→ What the task asks: List every line of the entries below that contains the word "framed", copying each line in full. Case matters.

→ Material to process:
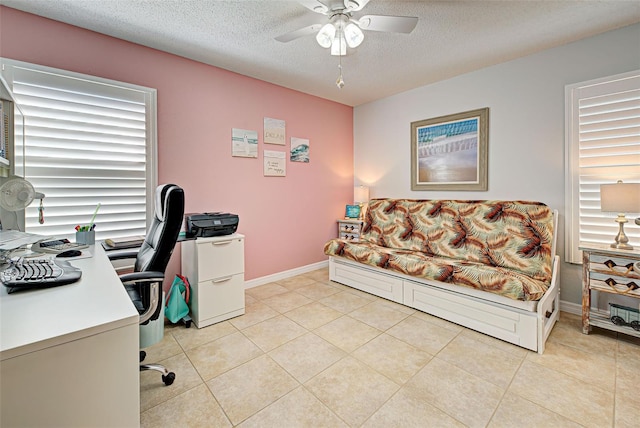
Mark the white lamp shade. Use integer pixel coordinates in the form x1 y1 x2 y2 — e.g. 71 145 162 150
600 181 640 213
344 23 364 48
316 24 336 48
353 186 369 204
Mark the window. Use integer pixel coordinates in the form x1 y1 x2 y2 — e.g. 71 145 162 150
565 71 640 263
2 59 157 239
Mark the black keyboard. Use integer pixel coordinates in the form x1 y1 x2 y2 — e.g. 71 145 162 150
0 259 82 293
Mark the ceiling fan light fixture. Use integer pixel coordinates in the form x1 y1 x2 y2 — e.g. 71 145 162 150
344 23 364 48
331 34 347 56
316 24 336 48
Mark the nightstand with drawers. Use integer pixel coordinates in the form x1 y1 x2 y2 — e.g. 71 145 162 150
580 244 640 337
338 218 362 242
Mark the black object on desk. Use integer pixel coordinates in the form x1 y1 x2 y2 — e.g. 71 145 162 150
0 259 82 293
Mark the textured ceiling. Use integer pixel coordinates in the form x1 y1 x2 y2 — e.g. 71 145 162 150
0 0 640 106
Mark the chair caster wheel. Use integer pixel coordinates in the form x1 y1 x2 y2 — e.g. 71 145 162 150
162 372 176 386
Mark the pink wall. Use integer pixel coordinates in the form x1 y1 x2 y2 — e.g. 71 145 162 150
0 6 353 280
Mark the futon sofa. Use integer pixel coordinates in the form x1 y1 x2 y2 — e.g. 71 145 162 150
324 199 559 353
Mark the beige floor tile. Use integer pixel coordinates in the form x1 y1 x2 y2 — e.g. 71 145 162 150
378 298 418 315
314 315 382 352
186 333 262 381
242 315 307 352
527 342 616 392
509 360 614 427
617 337 640 373
305 357 399 426
245 282 289 300
352 334 432 385
229 301 278 330
171 321 238 349
319 291 371 314
139 354 202 412
297 282 340 300
244 291 259 306
262 291 311 314
387 315 458 355
362 388 465 428
615 362 640 427
349 300 409 331
238 386 347 428
405 357 504 427
301 268 329 281
488 392 582 428
276 274 316 290
143 329 182 363
438 335 523 389
140 384 232 428
460 328 533 358
413 311 464 333
284 302 342 330
344 285 381 301
207 355 300 425
269 333 346 383
547 322 617 358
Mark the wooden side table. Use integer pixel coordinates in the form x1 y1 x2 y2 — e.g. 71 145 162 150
580 244 640 337
338 218 362 242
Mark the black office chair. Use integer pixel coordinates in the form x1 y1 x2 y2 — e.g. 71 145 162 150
109 184 184 385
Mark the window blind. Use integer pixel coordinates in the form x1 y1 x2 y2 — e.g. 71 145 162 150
4 62 156 239
565 71 640 263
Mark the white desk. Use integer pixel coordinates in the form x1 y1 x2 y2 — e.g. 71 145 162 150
0 245 140 427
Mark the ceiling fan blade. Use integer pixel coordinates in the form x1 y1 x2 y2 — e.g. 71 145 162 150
276 24 322 43
298 0 329 14
344 0 369 12
358 15 418 33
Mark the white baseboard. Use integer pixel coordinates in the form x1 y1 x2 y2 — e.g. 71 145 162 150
244 260 329 289
560 300 609 318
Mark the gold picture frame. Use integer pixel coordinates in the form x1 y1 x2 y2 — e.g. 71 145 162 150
411 107 489 191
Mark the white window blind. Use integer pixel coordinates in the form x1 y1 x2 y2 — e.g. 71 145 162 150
3 60 157 239
565 71 640 263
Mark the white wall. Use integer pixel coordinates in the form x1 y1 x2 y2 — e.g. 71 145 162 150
354 24 640 306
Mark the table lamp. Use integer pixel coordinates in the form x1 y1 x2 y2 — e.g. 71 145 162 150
353 186 369 220
600 180 640 250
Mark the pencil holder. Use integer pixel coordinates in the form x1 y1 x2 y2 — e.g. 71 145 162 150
76 230 96 245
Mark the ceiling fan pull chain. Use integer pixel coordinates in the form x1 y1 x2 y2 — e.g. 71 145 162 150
336 29 344 89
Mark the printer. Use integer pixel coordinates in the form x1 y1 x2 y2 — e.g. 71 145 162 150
184 212 239 238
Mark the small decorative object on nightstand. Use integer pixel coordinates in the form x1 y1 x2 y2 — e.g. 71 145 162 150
353 186 369 220
580 244 640 337
338 218 362 242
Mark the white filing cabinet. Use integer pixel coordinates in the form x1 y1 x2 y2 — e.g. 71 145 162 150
182 233 244 328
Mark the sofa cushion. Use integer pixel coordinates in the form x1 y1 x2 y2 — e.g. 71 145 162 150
324 239 548 301
361 199 554 282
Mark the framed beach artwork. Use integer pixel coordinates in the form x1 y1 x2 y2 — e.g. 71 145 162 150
264 117 286 146
289 137 309 163
231 128 258 158
411 108 489 190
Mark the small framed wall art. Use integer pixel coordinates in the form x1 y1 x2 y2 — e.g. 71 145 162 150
411 107 489 190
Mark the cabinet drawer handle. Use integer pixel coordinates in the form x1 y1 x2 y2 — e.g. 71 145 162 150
211 276 233 284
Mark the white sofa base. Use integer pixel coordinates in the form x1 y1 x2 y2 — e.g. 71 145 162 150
329 256 560 354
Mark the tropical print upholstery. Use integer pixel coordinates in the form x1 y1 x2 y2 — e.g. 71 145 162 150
324 199 554 301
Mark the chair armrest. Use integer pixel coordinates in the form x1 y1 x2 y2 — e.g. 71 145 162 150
119 271 164 285
107 251 138 260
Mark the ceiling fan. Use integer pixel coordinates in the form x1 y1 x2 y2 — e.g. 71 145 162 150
276 0 418 56
275 0 418 89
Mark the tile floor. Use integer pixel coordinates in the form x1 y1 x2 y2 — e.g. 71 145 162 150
140 269 640 428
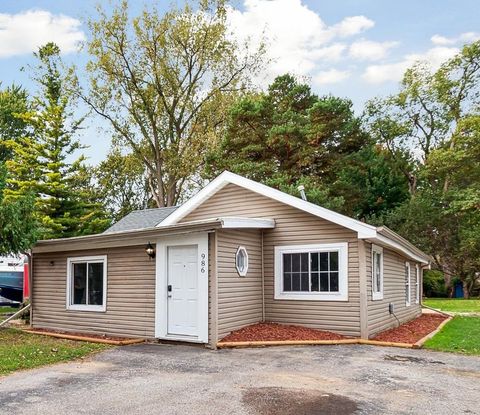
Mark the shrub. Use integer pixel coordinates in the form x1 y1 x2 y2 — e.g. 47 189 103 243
423 270 447 297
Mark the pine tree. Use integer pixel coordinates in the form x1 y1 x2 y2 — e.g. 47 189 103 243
5 43 109 239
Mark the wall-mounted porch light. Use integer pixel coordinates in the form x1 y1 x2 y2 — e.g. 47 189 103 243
145 242 155 259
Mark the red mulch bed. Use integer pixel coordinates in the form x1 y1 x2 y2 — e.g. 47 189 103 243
372 314 448 344
28 327 133 341
221 323 346 342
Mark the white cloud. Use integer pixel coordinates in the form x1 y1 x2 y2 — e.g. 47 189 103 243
0 10 85 58
313 69 350 85
228 0 374 83
362 47 458 84
430 32 480 46
332 16 375 37
349 39 399 61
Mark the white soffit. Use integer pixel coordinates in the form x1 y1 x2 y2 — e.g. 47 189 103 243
218 217 275 229
157 171 376 238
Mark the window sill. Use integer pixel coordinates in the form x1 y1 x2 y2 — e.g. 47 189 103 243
274 292 348 301
372 293 383 301
67 305 107 313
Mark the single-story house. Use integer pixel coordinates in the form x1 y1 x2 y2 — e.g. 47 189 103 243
31 172 429 347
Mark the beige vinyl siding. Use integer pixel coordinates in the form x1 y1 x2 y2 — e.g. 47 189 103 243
182 184 360 336
216 230 262 340
366 244 422 337
208 232 218 348
32 245 155 338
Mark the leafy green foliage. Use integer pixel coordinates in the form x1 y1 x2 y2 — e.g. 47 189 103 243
0 85 28 162
4 43 109 239
424 298 480 313
95 148 149 221
366 42 480 296
84 0 261 207
423 270 448 300
205 74 408 218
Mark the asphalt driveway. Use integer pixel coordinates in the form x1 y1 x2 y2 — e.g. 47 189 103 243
0 344 480 415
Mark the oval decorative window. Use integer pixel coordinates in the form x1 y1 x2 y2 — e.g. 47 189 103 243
235 246 248 277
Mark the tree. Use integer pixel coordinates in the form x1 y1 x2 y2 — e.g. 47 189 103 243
365 41 480 194
95 148 151 221
367 42 480 295
0 164 38 255
4 43 109 239
205 74 398 219
83 0 261 207
0 85 28 163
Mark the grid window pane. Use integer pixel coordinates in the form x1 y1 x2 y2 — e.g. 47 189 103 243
320 272 328 291
282 251 339 292
330 271 338 291
88 262 103 305
292 272 300 291
283 272 292 291
300 272 310 292
290 254 300 272
329 252 338 271
310 252 320 272
311 272 319 292
300 252 308 272
320 252 328 271
72 263 87 304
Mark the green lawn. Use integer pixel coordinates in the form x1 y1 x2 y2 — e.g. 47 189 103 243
0 329 110 375
0 307 20 315
423 298 480 313
424 316 480 355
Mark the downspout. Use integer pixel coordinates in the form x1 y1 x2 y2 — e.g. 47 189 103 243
260 229 265 322
27 250 33 327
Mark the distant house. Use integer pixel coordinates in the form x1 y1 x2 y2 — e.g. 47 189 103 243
32 172 429 347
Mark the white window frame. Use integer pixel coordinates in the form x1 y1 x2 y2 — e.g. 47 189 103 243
274 242 348 301
235 246 248 277
371 244 383 301
405 261 412 307
415 264 420 304
66 255 107 312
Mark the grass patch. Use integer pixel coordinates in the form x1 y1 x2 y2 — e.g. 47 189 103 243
0 329 110 375
424 316 480 356
0 307 20 316
423 298 480 313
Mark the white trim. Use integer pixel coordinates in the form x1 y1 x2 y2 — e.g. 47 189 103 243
155 232 209 343
405 261 412 307
65 255 107 312
219 217 275 229
415 264 420 304
274 242 348 301
157 171 377 238
368 233 428 264
371 244 383 301
235 246 248 277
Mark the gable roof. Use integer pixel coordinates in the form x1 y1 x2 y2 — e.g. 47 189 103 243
157 171 430 264
158 171 376 237
103 206 178 233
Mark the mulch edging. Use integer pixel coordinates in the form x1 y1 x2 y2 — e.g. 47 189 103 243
23 328 145 346
217 314 451 349
372 314 449 344
220 323 347 343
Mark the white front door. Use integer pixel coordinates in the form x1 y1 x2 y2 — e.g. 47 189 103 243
167 245 199 336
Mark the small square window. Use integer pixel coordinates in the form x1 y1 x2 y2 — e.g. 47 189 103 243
67 256 107 311
275 243 348 301
235 246 249 277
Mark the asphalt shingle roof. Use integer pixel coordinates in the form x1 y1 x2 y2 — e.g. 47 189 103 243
104 206 177 233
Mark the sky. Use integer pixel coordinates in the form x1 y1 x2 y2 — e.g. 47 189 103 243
0 0 480 164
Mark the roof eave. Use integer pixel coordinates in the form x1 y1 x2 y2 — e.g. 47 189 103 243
32 219 222 254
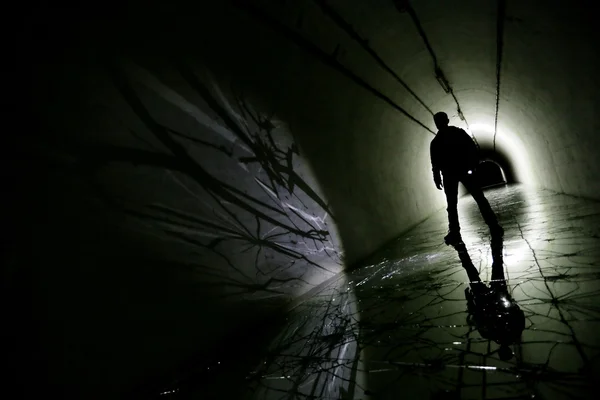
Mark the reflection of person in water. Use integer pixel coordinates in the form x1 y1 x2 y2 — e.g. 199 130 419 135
430 112 504 246
456 237 525 360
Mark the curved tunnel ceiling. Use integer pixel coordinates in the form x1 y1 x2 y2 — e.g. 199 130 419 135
12 0 600 397
179 0 600 261
28 0 600 264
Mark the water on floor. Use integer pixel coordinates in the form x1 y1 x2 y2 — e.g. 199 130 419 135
247 186 600 400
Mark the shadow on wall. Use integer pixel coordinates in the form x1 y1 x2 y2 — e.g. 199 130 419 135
13 55 342 398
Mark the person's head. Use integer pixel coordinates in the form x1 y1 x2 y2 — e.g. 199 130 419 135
433 112 450 130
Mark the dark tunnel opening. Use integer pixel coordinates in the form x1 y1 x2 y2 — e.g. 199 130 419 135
8 0 600 400
477 160 506 189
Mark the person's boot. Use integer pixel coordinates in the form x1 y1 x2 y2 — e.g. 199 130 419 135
444 231 463 247
490 223 504 238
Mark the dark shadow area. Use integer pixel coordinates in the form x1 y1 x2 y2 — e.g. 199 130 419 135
479 145 517 184
238 185 600 399
455 236 525 361
477 161 506 189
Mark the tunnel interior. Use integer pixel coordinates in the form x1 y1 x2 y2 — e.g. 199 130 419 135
8 0 600 398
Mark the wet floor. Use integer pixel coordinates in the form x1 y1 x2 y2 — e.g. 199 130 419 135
247 186 600 400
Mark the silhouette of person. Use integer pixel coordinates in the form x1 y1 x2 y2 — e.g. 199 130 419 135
430 112 504 245
454 237 525 361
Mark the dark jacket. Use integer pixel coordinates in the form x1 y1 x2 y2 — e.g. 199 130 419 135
430 126 479 176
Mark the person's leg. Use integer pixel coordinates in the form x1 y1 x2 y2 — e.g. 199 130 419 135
444 174 462 246
461 175 503 235
443 174 460 233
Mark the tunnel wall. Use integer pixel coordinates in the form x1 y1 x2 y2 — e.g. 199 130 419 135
12 0 600 396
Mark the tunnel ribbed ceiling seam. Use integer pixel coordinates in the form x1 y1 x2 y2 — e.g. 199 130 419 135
493 0 506 151
394 0 479 147
314 0 433 115
232 0 435 135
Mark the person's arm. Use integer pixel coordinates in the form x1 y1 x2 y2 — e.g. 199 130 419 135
429 141 444 190
461 129 479 172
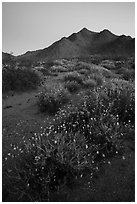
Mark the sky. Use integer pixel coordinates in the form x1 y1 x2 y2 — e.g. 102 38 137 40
2 2 135 55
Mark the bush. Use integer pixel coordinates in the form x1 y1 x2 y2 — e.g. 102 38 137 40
4 79 135 202
117 68 135 81
50 65 68 72
38 85 69 114
102 79 135 125
64 73 83 84
2 68 40 92
83 79 97 88
88 73 103 86
65 81 80 93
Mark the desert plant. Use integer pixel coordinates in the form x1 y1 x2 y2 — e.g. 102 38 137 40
38 85 69 114
2 68 40 92
65 81 80 93
63 73 83 84
83 79 97 88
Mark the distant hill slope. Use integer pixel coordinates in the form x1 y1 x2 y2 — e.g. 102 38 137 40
2 52 15 64
2 28 135 61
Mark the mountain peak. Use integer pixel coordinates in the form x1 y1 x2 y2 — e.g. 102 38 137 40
100 29 112 34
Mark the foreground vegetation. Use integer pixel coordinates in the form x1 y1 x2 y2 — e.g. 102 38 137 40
4 56 135 202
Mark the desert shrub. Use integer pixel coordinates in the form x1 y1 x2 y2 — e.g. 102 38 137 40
83 79 97 88
117 68 135 81
75 61 91 71
63 73 83 84
65 81 81 93
38 85 69 114
88 73 103 86
102 79 135 125
50 65 68 72
2 68 40 92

→ Exercise answer:
Mark the framed beach artwork. Use integer pixel coordinates in the form x1 y1 x2 y2 — e.g. 71 145 162 150
Mark the small framed wall art. Use integer pixel coordinates in the form x1 y1 x2 y2 — e.g. 71 145 162 150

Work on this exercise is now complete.